***** EXTRACT
Item 2. Identity and Background.
Item 2 of the Initial Statement is hereby supplemented as follows:
The information required by subparagraphs (a), (c) and (f) of this Item with respect to the directors and executive officers of the Reporting Persons is set forth on Schedule I attached hereto and is incorporated herein by reference.
Item 4. Purpose of Transaction.
Item 4 of the Initial Statement is hereby amended and supplemented as follows:
The Reporting Persons, directly or indirectly, acquired the securities reported herein for investment purposes. The Reporting Persons intend to review their investment in the Partnership on a continuing basis.
**********
***** DATASET EXTRACT
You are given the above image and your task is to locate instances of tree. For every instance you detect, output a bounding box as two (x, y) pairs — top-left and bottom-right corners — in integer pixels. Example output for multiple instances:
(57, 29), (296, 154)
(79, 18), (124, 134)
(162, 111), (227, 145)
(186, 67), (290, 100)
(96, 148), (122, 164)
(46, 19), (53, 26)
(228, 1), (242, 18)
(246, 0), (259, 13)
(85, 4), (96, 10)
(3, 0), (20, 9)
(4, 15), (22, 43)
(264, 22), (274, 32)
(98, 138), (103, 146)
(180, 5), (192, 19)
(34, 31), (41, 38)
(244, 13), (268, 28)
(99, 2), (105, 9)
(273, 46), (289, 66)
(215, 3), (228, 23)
**********
*REQUIREMENTS*:
[1] Please write out the filing excerpt again from "Item 2 of the" to "Purpose of Transaction.", swapping "Schedule I" for "Schedule A".
[2] According to the filing excerpt, for what purpose did the Reporting Persons acquire the securities?

*RESPONSE LIST*:
[1]
Item 2 of the Initial Statement is hereby supplemented as follows:
The information required by subparagraphs (a), (c) and (f) of this Item with respect to the directors and executive officers of the Reporting Persons is set forth on Schedule A attached hereto and is incorporated herein by reference.
Item 4. Purpose of Transaction.

[2] For investment purposes.